→ Texte à analyser:
%%

En Amérique du Sud, l’introduction du chien est plus tardive et ses conditions de vie y sont très variables.
Les cyclotouristes croisent sur ce continent de très nombreux chiens. Dans les campagnes, certains semblent être rattachés à une personne, une maison ou une ferme. En ville, nous apprendrons qu’une pratique courante est de mettre son chien dans la rue le matin et de, peut être, le récupérer le soir. Mais dans les faits et vu d’un vélo, ils semblent tous être errants.
Ces vagabonds se regroupent parfois en petite meute. Ils sont nombreux sur les décharges, à éventrer les poubelles, à se nourrir comme ils peuvent. Bien sûr, la reproduction n’est absolument pas contrôlée. Ils sont parfois blessés, malades, souvent maigres. On ne peut pas parler de maltraitance mais ces animaux sont livrés à eux mêmes, quelque part entre l’animal sauvage et la bête sommairement domestiquée.

%%

→ Enregistrements fournis:

%%

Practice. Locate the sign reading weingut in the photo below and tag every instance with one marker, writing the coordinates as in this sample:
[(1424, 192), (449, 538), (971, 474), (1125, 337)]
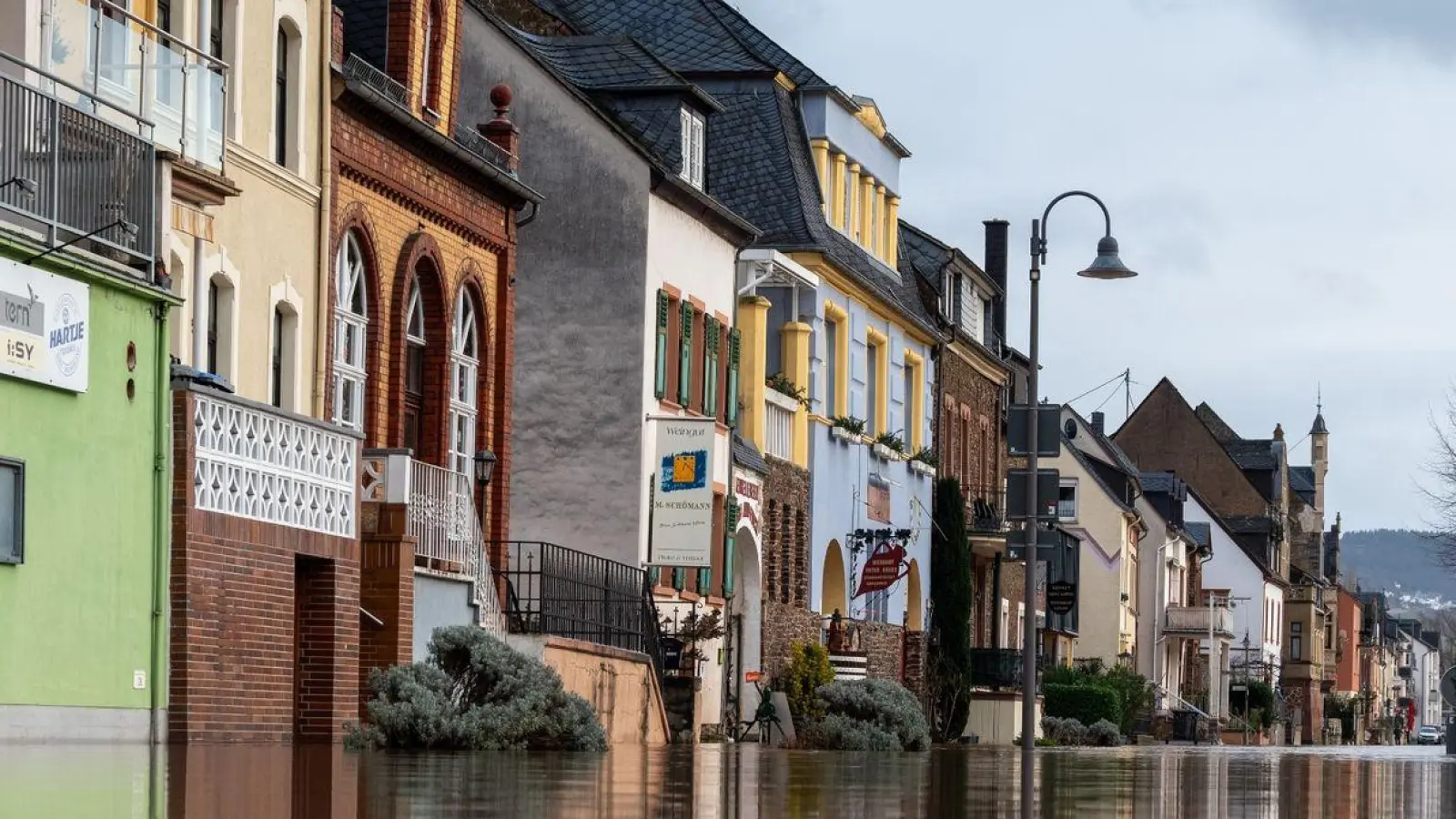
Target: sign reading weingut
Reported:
[(683, 493)]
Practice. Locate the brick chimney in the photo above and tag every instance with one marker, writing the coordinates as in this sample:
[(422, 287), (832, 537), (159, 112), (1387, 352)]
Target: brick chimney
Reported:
[(996, 268), (501, 130), (337, 41)]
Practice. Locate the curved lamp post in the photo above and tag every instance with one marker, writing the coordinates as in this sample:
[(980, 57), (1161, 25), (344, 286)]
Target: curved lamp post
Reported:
[(1106, 266)]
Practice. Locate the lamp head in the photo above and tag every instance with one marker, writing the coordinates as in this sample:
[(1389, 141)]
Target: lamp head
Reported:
[(1107, 264)]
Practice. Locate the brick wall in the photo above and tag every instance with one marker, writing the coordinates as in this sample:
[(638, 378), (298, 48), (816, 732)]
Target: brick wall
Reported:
[(783, 627), (264, 629), (419, 213)]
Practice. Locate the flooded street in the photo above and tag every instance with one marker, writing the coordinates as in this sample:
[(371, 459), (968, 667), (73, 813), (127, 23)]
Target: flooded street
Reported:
[(720, 783)]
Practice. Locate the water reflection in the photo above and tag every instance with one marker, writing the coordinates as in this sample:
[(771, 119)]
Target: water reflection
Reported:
[(721, 783)]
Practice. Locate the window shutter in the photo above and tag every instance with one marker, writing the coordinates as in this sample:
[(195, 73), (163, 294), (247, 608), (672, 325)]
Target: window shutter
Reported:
[(711, 339), (660, 375), (730, 526), (733, 376), (684, 356)]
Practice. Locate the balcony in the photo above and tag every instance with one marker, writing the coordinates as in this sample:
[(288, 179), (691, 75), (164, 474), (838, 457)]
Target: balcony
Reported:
[(1198, 622), (778, 424), (67, 172), (143, 75)]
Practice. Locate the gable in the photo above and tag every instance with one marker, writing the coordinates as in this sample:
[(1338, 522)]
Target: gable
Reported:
[(1165, 435)]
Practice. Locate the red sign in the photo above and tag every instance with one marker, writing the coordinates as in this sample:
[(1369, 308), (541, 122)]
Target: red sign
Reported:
[(883, 569)]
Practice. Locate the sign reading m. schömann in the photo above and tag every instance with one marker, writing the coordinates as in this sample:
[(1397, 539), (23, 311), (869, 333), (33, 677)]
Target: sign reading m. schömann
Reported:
[(44, 327)]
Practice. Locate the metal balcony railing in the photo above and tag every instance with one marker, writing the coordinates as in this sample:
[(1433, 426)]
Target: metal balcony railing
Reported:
[(986, 509), (146, 73), (553, 591), (66, 172), (448, 533), (1198, 622)]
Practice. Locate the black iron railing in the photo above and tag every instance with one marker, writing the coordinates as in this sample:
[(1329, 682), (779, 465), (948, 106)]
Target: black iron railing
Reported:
[(553, 591), (997, 668), (986, 509)]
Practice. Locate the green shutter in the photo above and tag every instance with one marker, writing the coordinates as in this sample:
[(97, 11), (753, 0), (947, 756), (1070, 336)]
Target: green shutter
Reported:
[(733, 378), (730, 526), (711, 341), (684, 356), (660, 383)]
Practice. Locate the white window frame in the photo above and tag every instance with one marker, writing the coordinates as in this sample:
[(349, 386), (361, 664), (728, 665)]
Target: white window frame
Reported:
[(349, 334), (695, 146), (465, 380)]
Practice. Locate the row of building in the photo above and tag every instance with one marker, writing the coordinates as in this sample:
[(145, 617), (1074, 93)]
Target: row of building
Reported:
[(584, 321)]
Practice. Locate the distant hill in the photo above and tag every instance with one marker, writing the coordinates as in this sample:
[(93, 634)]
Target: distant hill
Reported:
[(1401, 562)]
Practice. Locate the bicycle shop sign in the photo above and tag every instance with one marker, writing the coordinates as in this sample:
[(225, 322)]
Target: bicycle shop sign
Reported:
[(44, 327)]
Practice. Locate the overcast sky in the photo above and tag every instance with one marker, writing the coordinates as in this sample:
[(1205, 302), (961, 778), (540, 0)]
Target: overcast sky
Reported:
[(1281, 172)]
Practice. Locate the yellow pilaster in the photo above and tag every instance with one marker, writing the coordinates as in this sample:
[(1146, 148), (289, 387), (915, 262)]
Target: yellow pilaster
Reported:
[(820, 149), (893, 232), (866, 210), (915, 402), (797, 369), (753, 336), (836, 200)]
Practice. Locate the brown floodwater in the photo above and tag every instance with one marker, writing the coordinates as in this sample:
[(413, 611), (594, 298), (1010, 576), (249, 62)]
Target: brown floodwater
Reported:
[(57, 782)]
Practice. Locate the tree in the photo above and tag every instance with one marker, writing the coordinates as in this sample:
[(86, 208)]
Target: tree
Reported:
[(951, 605)]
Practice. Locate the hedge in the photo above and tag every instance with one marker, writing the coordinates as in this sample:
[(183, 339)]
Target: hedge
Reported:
[(1087, 704)]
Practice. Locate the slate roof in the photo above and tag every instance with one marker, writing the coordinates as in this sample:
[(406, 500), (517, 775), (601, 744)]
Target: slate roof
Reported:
[(759, 162), (747, 455)]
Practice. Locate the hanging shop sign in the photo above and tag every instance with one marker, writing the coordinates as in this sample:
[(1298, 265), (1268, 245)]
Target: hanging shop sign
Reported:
[(683, 494), (44, 327)]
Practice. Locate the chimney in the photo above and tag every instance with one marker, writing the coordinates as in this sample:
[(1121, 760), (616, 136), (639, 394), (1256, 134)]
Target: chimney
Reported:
[(996, 268), (337, 43), (501, 130)]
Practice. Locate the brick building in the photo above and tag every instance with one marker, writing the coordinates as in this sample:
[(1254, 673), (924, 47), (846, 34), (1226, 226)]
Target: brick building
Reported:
[(420, 351)]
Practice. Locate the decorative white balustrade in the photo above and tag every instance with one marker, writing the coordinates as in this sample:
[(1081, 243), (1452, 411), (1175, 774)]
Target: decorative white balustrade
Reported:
[(778, 424), (251, 462)]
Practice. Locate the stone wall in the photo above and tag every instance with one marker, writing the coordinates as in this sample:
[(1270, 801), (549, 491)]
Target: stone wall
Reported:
[(785, 535), (783, 627), (885, 646)]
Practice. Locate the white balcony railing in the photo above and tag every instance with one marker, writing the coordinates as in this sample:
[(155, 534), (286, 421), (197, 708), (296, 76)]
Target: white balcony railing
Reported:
[(147, 73), (258, 464), (778, 424), (1198, 620), (448, 531)]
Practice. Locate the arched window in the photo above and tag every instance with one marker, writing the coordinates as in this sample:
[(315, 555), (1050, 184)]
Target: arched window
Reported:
[(465, 368), (349, 329), (414, 365), (281, 85), (434, 44)]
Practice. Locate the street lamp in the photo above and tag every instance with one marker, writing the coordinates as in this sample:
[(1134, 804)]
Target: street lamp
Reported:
[(484, 465), (1106, 266)]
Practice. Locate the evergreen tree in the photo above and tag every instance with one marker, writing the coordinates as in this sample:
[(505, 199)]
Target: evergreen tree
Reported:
[(951, 605)]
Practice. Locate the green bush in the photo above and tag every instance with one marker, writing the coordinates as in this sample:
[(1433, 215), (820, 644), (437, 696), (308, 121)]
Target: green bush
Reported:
[(477, 694), (1084, 703), (808, 669), (885, 705)]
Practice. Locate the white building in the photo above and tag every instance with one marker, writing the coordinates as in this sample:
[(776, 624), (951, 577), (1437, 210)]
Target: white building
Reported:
[(1259, 595)]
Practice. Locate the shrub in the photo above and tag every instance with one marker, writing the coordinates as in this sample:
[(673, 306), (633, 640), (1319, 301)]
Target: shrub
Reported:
[(808, 669), (885, 705), (1104, 734), (1084, 703), (477, 694)]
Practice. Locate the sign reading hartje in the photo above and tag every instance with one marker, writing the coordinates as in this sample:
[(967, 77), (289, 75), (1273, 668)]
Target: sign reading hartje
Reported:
[(683, 496), (44, 327)]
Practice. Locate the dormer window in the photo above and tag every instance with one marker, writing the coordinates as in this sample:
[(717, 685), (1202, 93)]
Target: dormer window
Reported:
[(693, 146)]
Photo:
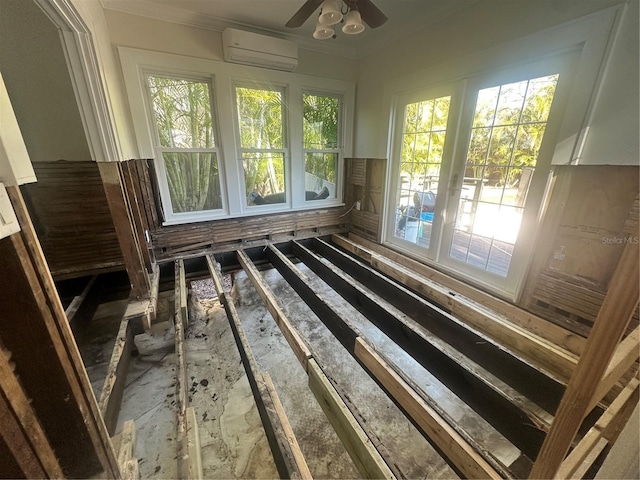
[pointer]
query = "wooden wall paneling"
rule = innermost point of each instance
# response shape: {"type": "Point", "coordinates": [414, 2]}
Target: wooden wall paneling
{"type": "Point", "coordinates": [71, 216]}
{"type": "Point", "coordinates": [69, 410]}
{"type": "Point", "coordinates": [365, 180]}
{"type": "Point", "coordinates": [132, 192]}
{"type": "Point", "coordinates": [618, 308]}
{"type": "Point", "coordinates": [591, 215]}
{"type": "Point", "coordinates": [147, 193]}
{"type": "Point", "coordinates": [231, 234]}
{"type": "Point", "coordinates": [21, 431]}
{"type": "Point", "coordinates": [127, 238]}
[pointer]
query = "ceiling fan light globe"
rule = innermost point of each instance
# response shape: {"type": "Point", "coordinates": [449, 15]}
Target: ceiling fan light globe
{"type": "Point", "coordinates": [330, 13]}
{"type": "Point", "coordinates": [353, 23]}
{"type": "Point", "coordinates": [323, 32]}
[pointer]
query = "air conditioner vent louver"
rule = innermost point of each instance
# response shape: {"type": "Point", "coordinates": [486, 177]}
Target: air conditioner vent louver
{"type": "Point", "coordinates": [249, 48]}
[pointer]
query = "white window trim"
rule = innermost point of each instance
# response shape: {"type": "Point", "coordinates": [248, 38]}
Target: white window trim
{"type": "Point", "coordinates": [224, 76]}
{"type": "Point", "coordinates": [591, 35]}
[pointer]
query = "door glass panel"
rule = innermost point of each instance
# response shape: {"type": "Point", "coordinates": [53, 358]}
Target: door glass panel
{"type": "Point", "coordinates": [508, 126]}
{"type": "Point", "coordinates": [423, 136]}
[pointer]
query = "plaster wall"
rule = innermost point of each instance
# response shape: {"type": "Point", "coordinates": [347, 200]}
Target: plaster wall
{"type": "Point", "coordinates": [37, 79]}
{"type": "Point", "coordinates": [156, 35]}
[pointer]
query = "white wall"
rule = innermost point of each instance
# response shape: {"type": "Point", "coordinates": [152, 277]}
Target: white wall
{"type": "Point", "coordinates": [93, 16]}
{"type": "Point", "coordinates": [156, 35]}
{"type": "Point", "coordinates": [614, 125]}
{"type": "Point", "coordinates": [469, 32]}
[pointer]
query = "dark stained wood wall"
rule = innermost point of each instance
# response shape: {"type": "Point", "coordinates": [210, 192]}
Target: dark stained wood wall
{"type": "Point", "coordinates": [69, 210]}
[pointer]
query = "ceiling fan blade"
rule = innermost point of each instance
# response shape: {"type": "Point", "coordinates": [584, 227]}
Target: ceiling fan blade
{"type": "Point", "coordinates": [371, 14]}
{"type": "Point", "coordinates": [303, 14]}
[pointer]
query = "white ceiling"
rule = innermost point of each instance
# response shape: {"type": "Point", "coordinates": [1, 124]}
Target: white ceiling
{"type": "Point", "coordinates": [269, 17]}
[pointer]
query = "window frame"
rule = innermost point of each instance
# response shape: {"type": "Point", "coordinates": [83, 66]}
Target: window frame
{"type": "Point", "coordinates": [163, 183]}
{"type": "Point", "coordinates": [339, 150]}
{"type": "Point", "coordinates": [224, 76]}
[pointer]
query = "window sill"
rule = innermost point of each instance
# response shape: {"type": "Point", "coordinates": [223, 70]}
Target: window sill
{"type": "Point", "coordinates": [252, 211]}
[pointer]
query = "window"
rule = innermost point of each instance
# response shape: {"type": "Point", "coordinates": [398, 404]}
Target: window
{"type": "Point", "coordinates": [465, 163]}
{"type": "Point", "coordinates": [423, 137]}
{"type": "Point", "coordinates": [321, 131]}
{"type": "Point", "coordinates": [185, 144]}
{"type": "Point", "coordinates": [262, 141]}
{"type": "Point", "coordinates": [508, 127]}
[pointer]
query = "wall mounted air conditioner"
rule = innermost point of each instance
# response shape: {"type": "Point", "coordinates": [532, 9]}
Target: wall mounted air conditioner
{"type": "Point", "coordinates": [250, 48]}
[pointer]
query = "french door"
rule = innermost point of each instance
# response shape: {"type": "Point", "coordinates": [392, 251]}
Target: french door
{"type": "Point", "coordinates": [469, 167]}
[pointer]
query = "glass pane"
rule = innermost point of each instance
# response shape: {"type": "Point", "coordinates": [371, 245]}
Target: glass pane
{"type": "Point", "coordinates": [528, 144]}
{"type": "Point", "coordinates": [182, 112]}
{"type": "Point", "coordinates": [260, 115]}
{"type": "Point", "coordinates": [320, 124]}
{"type": "Point", "coordinates": [501, 148]}
{"type": "Point", "coordinates": [194, 181]}
{"type": "Point", "coordinates": [478, 146]}
{"type": "Point", "coordinates": [486, 107]}
{"type": "Point", "coordinates": [510, 103]}
{"type": "Point", "coordinates": [264, 178]}
{"type": "Point", "coordinates": [320, 175]}
{"type": "Point", "coordinates": [539, 98]}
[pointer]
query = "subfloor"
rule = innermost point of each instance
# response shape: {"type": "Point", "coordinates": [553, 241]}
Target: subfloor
{"type": "Point", "coordinates": [232, 439]}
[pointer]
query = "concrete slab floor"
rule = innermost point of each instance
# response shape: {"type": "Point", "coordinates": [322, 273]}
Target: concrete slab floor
{"type": "Point", "coordinates": [233, 442]}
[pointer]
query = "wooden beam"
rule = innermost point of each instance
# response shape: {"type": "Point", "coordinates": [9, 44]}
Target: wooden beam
{"type": "Point", "coordinates": [284, 446]}
{"type": "Point", "coordinates": [520, 338]}
{"type": "Point", "coordinates": [125, 229]}
{"type": "Point", "coordinates": [126, 452]}
{"type": "Point", "coordinates": [472, 342]}
{"type": "Point", "coordinates": [623, 359]}
{"type": "Point", "coordinates": [78, 301]}
{"type": "Point", "coordinates": [349, 336]}
{"type": "Point", "coordinates": [360, 448]}
{"type": "Point", "coordinates": [297, 344]}
{"type": "Point", "coordinates": [193, 445]}
{"type": "Point", "coordinates": [596, 434]}
{"type": "Point", "coordinates": [21, 431]}
{"type": "Point", "coordinates": [463, 456]}
{"type": "Point", "coordinates": [29, 292]}
{"type": "Point", "coordinates": [182, 399]}
{"type": "Point", "coordinates": [554, 334]}
{"type": "Point", "coordinates": [115, 381]}
{"type": "Point", "coordinates": [507, 410]}
{"type": "Point", "coordinates": [617, 309]}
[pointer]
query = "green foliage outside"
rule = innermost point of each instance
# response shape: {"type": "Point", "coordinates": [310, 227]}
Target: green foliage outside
{"type": "Point", "coordinates": [261, 119]}
{"type": "Point", "coordinates": [182, 110]}
{"type": "Point", "coordinates": [320, 130]}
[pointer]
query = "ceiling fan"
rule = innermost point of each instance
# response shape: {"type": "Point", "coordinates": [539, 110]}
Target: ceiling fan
{"type": "Point", "coordinates": [370, 14]}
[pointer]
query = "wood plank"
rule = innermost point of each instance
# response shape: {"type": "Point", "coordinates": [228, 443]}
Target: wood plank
{"type": "Point", "coordinates": [619, 306]}
{"type": "Point", "coordinates": [193, 445]}
{"type": "Point", "coordinates": [284, 446]}
{"type": "Point", "coordinates": [589, 442]}
{"type": "Point", "coordinates": [63, 362]}
{"type": "Point", "coordinates": [127, 238]}
{"type": "Point", "coordinates": [115, 381]}
{"type": "Point", "coordinates": [297, 344]}
{"type": "Point", "coordinates": [21, 430]}
{"type": "Point", "coordinates": [478, 387]}
{"type": "Point", "coordinates": [182, 399]}
{"type": "Point", "coordinates": [623, 359]}
{"type": "Point", "coordinates": [541, 352]}
{"type": "Point", "coordinates": [365, 456]}
{"type": "Point", "coordinates": [463, 456]}
{"type": "Point", "coordinates": [340, 327]}
{"type": "Point", "coordinates": [301, 468]}
{"type": "Point", "coordinates": [126, 451]}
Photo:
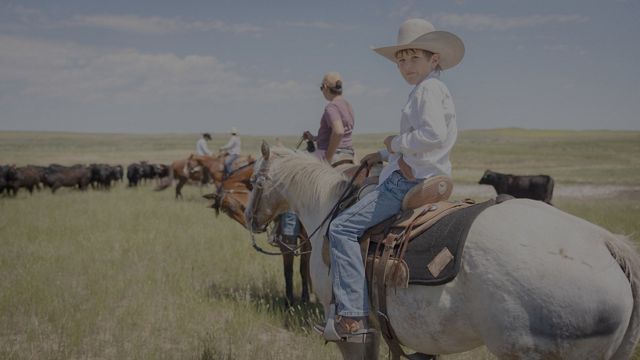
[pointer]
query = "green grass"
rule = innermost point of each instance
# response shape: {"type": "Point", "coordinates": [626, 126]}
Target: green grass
{"type": "Point", "coordinates": [134, 274]}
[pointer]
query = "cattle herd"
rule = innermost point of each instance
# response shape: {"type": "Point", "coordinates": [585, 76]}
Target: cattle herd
{"type": "Point", "coordinates": [96, 176]}
{"type": "Point", "coordinates": [103, 176]}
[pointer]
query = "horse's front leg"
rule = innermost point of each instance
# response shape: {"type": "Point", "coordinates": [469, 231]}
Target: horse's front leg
{"type": "Point", "coordinates": [287, 262]}
{"type": "Point", "coordinates": [304, 269]}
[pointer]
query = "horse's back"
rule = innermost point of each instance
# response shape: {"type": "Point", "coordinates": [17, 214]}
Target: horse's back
{"type": "Point", "coordinates": [534, 280]}
{"type": "Point", "coordinates": [546, 275]}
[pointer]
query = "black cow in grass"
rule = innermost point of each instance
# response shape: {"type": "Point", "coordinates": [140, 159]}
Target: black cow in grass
{"type": "Point", "coordinates": [134, 174]}
{"type": "Point", "coordinates": [537, 187]}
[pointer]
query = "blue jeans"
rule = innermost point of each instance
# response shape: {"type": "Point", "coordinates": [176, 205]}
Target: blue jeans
{"type": "Point", "coordinates": [289, 224]}
{"type": "Point", "coordinates": [347, 267]}
{"type": "Point", "coordinates": [228, 161]}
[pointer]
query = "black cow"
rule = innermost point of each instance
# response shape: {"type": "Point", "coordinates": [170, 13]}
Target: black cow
{"type": "Point", "coordinates": [58, 176]}
{"type": "Point", "coordinates": [134, 174]}
{"type": "Point", "coordinates": [537, 187]}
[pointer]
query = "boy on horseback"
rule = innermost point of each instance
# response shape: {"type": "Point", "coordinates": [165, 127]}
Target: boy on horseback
{"type": "Point", "coordinates": [232, 148]}
{"type": "Point", "coordinates": [428, 131]}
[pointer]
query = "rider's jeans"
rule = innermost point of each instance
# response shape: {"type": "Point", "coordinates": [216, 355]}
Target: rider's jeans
{"type": "Point", "coordinates": [228, 161]}
{"type": "Point", "coordinates": [347, 268]}
{"type": "Point", "coordinates": [289, 224]}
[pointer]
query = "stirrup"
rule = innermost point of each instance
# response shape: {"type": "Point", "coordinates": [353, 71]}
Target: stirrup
{"type": "Point", "coordinates": [330, 333]}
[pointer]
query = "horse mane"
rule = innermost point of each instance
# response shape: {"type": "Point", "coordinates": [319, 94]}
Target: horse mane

%%

→ Tâche à réaliser: Recopiez le passage du texte sur les chiens d’Amérique du Sud, de « En Amérique du » jusqu’à « bête sommairement domestiquée. » inclus. Les enregistrements sont un contenu à part, distinct du texte.

→ Réponse:
En Amérique du Sud, l’introduction du chien est plus tardive et ses conditions de vie y sont très variables.
Les cyclotouristes croisent sur ce continent de très nombreux chiens. Dans les campagnes, certains semblent être rattachés à une personne, une maison ou une ferme. En ville, nous apprendrons qu’une pratique courante est de mettre son chien dans la rue le matin et de, peut être, le récupérer le soir. Mais dans les faits et vu d’un vélo, ils semblent tous être errants.
Ces vagabonds se regroupent parfois en petite meute. Ils sont nombreux sur les décharges, à éventrer les poubelles, à se nourrir comme ils peuvent. Bien sûr, la reproduction n’est absolument pas contrôlée. Ils sont parfois blessés, malades, souvent maigres. On ne peut pas parler de maltraitance mais ces animaux sont livrés à eux mêmes, quelque part entre l’animal sauvage et la bête sommairement domestiquée.